GOAL OF THE EXERCISE:
In the pull request thread on orphan objects below, write out the stretch from "Thanks for the" through "just clear references." word for word.

TEXT PASSAGE:

◆ ◆ ◆ ◆

BUG: properly clean up orphan objects when removing pages #3432

luis-cd · 2025-08-13T00:16:43Z

This fixes an issue where removing pages after writing left orphan objects in the PDF writer.

The fix forces a rebuild of the internal structure to clean orphaned objects, improving stability and avoiding potential PDF corruption.

Closes #3418

…ng writer after writes

codecov · 2025-08-13T00:26:09Z

Codecov Report

❌ Patch coverage is 90.90909% with 2 lines in your changes missing coverage. Please review.
✅ Project coverage is 96.96%. Comparing base (71a1bd1) to head (25a9684).
⚠️ Report is 1 commits behind head on main.

Files with missing lines	Patch %	Lines
pypdf/_writer.py	90.90%	2 Missing ⚠️

Additional details and impacted files

@@            Coverage Diff             @@
##             main    #3432      +/-   ##
==========================================
- Coverage   96.97%   96.96%   -0.02%     
==========================================
  Files          54       54              
  Lines        9337     9358      +21     
  Branches     1711     1712       +1     
==========================================
+ Hits         9055     9074      +19     
- Misses        168      170       +2     
  Partials      114      114

☔ View full report in Codecov by Sentry.
📢 Have feedback on the report? Share it here.

🚀 New features to boost your workflow:

❄️ Test Analytics: Detect flaky tests, report on failures, and find test suite problems.

This change ensures that failures during the internal rebuild process after removing a page with clean=True do not crash the operation but instead log a warning. Closes py-pdf#3418

stefan6419846 · 2025-08-13T06:52:04Z

Thanks for the PR. Besides the exception handling being untested, I fear that this will have a quite large hit on performance and break with edge cases like incremental mode or similar. The docs are rather clear that clean=True will just clear references.

I am not sure if we are able to solve this issue without too much overhead or should prefer to document that to remove orphans, the corresponding method should be called at the end. If we still miss some unused objects with this, I prefer to focus on fixing the behavior there instead.

luis-cd · 2025-08-13T11:38:59Z

Hi — thanks again for the review and for pointing out the performance / semantic concerns.

Short summary / proposal

Rather than forcing a heavy serialize→read→clone rebuild inside remove_page(clean=True) (which changes semantics and can be expensive), I propose:

Add a lightweight PdfWriter.remove_orphan_objects() that performs an in-memory mark-and-sweep (graph reachability) to remove unreachable indirect objects from the writer’s internal pool.
Keep a heavy PdfWriter.rebuild() as an explicit fallback that does serialize→read→clone (bulletproof but expensive).
Optionally expose writer.write(..., rebuild=False) as a convenience flag (default False), but do not change remove_page(clean=True) semantics.

Why this approach

Preserves current documented behavior of clean=True.

◆ ◆ ◆ ◆

LISTED ENTRIES:
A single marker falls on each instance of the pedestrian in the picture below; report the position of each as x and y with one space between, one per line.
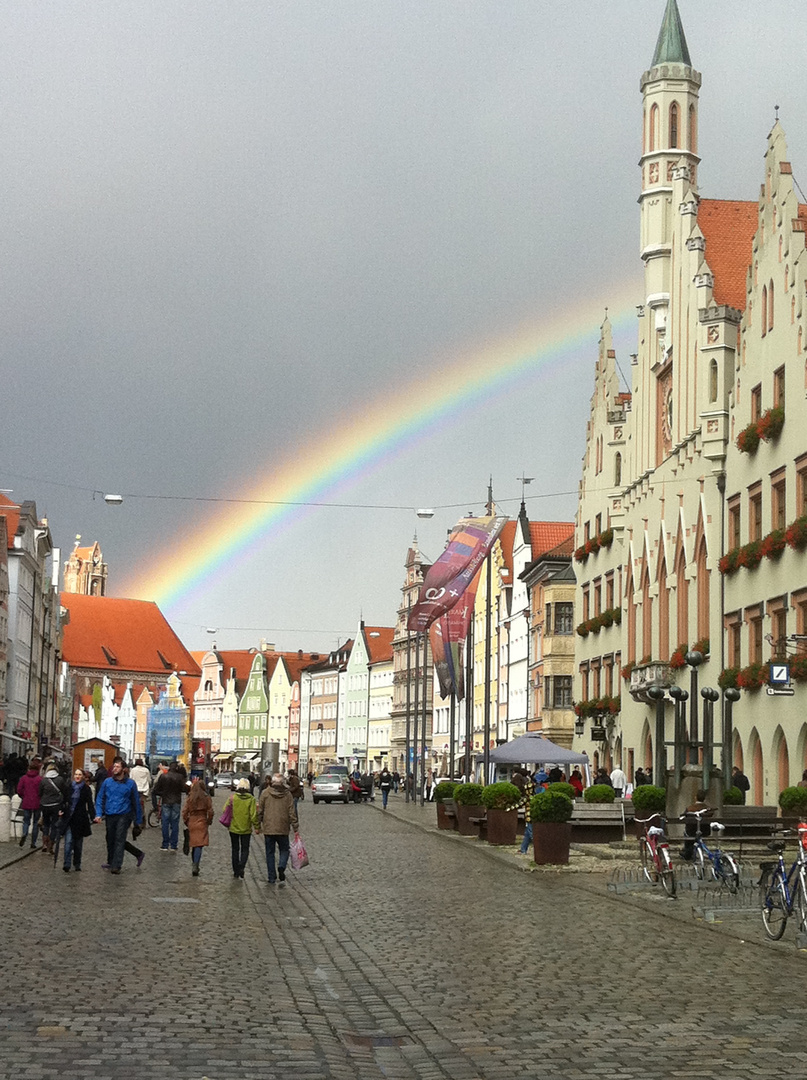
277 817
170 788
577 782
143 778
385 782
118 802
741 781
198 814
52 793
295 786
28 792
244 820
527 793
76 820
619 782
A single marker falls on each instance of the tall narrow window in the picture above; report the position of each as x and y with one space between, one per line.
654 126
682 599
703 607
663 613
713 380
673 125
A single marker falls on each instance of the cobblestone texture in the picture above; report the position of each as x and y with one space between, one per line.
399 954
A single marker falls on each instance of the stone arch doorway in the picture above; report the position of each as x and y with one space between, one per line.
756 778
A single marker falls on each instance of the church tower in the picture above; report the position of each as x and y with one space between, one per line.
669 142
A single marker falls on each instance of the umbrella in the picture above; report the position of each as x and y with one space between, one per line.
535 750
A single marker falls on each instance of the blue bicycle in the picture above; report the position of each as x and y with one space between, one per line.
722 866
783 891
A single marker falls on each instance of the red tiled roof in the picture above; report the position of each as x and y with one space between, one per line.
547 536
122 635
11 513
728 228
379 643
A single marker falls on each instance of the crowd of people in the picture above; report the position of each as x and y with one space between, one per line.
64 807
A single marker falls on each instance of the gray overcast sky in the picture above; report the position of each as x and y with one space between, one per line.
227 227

◆ ◆ ◆ ◆

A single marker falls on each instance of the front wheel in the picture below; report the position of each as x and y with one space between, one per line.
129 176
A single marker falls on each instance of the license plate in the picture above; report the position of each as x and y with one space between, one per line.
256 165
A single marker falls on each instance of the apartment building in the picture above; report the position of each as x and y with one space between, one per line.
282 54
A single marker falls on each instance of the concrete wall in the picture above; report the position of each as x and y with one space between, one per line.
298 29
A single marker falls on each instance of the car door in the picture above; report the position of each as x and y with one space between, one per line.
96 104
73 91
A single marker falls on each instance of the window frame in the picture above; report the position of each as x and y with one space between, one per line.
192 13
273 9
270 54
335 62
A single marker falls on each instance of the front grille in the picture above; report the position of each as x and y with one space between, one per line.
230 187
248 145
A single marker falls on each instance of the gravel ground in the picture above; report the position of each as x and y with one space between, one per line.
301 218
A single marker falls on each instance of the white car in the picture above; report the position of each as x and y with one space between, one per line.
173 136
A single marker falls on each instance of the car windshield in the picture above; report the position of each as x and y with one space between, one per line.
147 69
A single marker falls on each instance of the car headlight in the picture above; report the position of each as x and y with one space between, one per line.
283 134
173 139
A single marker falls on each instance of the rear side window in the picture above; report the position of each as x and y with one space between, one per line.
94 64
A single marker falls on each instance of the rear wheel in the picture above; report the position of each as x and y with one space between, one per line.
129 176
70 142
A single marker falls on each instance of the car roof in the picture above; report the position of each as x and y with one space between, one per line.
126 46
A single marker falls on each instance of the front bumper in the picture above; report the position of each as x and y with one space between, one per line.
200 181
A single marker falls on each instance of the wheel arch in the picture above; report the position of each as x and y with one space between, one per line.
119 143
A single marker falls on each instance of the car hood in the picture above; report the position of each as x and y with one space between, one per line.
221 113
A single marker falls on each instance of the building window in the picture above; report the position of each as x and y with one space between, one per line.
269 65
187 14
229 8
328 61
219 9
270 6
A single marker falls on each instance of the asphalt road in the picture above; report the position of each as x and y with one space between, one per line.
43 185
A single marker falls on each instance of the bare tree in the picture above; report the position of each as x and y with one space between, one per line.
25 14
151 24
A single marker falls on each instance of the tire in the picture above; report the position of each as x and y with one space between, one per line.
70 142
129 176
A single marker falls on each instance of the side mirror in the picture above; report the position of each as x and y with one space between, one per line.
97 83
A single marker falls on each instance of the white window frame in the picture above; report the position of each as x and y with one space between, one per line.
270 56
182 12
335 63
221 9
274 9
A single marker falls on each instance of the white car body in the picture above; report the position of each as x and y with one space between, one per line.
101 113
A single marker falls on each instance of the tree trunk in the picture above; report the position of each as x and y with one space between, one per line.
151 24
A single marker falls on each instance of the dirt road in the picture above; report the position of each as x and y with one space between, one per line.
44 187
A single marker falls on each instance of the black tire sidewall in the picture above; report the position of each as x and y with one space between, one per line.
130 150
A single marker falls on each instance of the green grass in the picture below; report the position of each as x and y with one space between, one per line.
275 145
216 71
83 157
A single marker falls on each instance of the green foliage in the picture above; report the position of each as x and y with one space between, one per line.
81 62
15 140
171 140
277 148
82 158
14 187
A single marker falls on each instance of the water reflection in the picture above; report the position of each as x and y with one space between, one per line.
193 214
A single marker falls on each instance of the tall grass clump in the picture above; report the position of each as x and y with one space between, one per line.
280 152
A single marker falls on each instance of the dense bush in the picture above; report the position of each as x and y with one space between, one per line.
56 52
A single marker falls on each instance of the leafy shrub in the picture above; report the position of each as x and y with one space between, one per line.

◆ ◆ ◆ ◆

FULL RESPONSE:
Thanks for the PR. Besides the exception handling being untested, I fear that this will have a quite large hit on performance and break with edge cases like incremental mode or similar. The docs are rather clear that clean=True will just clear references.